§ What this exercise asks:
1/ Quote the passage from the article on rising corporate defaults, beginning at the words "The rise in" and stopping after "percent by 2024.".
2/ Summarize the article on rising corporate defaults in two sentences.
3/ Proceed with the article on rising corporate defaults from the point at which it stops.

§ Extract to read:
________________________________________

CORPORATE DEFAULTS RISING

CORPORATE DEFAULTS RISING

In this year’s first quarter, 33 corporations tracked by Moody’s Analytics defaulted on debts, the largest number since 47 failed to pay in the final quarter of 2020.

In March alone, 15 companies were unable to make their payments, the most in a single month since December 2020.

Higher interest rates, rising prices, and more expensive fuel all slashed companies’ operating margins, as did the ongoing global economic slowdown, CNN noted.

In the U.K., where COVID-era support programs have ended, defaults were up 16 percent in March, compared to a year earlier, the U.K. Insolvency Service, a government agency, said.

The rise in defaults follows a selloff in corporate bonds last year.

The iShares exchange-traded fund focused on highly-rated companies saw its share price drop 20 percent last year and had regained only 3 percent this year through April.

Junk bonds will fare even worse, Moody’s said. It predicts debt defaults in that market will shoot from 2.9 percent in March to 4.6 percent by 2024.

________________________________________

§ Stored data entries:

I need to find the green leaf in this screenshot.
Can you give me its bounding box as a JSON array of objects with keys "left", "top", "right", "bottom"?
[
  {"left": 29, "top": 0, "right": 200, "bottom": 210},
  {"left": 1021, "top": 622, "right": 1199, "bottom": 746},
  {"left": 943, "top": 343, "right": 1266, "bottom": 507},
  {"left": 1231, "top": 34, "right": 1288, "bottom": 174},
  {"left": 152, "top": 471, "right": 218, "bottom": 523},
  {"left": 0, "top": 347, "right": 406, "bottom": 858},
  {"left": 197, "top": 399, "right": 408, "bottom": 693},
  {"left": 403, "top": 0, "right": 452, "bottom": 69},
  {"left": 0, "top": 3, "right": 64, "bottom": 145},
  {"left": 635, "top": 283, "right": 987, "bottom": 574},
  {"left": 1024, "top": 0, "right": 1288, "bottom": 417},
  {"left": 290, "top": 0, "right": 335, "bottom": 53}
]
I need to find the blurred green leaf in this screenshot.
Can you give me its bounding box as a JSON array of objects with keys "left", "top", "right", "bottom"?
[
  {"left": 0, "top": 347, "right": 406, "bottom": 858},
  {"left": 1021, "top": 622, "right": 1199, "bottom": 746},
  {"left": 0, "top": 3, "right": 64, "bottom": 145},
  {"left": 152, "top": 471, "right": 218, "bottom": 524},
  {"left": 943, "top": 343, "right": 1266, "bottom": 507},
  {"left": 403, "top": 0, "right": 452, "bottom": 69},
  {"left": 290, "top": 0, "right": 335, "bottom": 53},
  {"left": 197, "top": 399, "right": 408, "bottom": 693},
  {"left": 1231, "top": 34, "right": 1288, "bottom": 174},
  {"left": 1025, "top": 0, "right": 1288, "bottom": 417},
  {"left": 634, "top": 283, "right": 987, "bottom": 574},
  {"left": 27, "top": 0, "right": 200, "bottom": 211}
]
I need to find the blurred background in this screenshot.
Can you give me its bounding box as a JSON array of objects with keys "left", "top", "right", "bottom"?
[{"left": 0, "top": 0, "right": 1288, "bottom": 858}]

________________________________________

§ Results for the exercise:
1/
The rise in defaults follows a selloff in corporate bonds last year.

The iShares exchange-traded fund focused on highly-rated companies saw its share price drop 20 percent last year and had regained only 3 percent this year through April.

Junk bonds will fare even worse, Moody’s said. It predicts debt defaults in that market will shoot from 2.9 percent in March to 4.6 percent by 2024.

2/ In the first quarter of this year, 33 corporations tracked by Moody's Analytics defaulted on debts, the largest number since the final quarter of 2020, as higher interest rates, rising prices, more expensive fuel, and the global economic slowdown slashed operating margins. Moody's predicts that defaults in the junk bond market will rise from 2.9 percent in March to 4.6 percent by 2024.

3/
S&P Global Intelligence foresees junk-bond defaults more than doubling from 1.7 percent at the beginning of this year to 4 percent at the end of this December “as growth slows, revenues lag, cost pressures persist, and tight financial conditions restrict access to capital.”

TREND FORECAST: As we have said for some three years when the COVID War was launched and people were forced to work from home, there will be an Office Building Bust. (See “Spotlight: Office Building Bust” in this issue.) 

Banks will take a big hit on commercial loans to office properties that will not be paid by office building owners since their vacancy rates will stay high and income will diminish. And despite the lines being fed by the mainstream media that the offices will be converted into apartment buildings, as we have detailed, those constructed in the past 50 years are not convertible.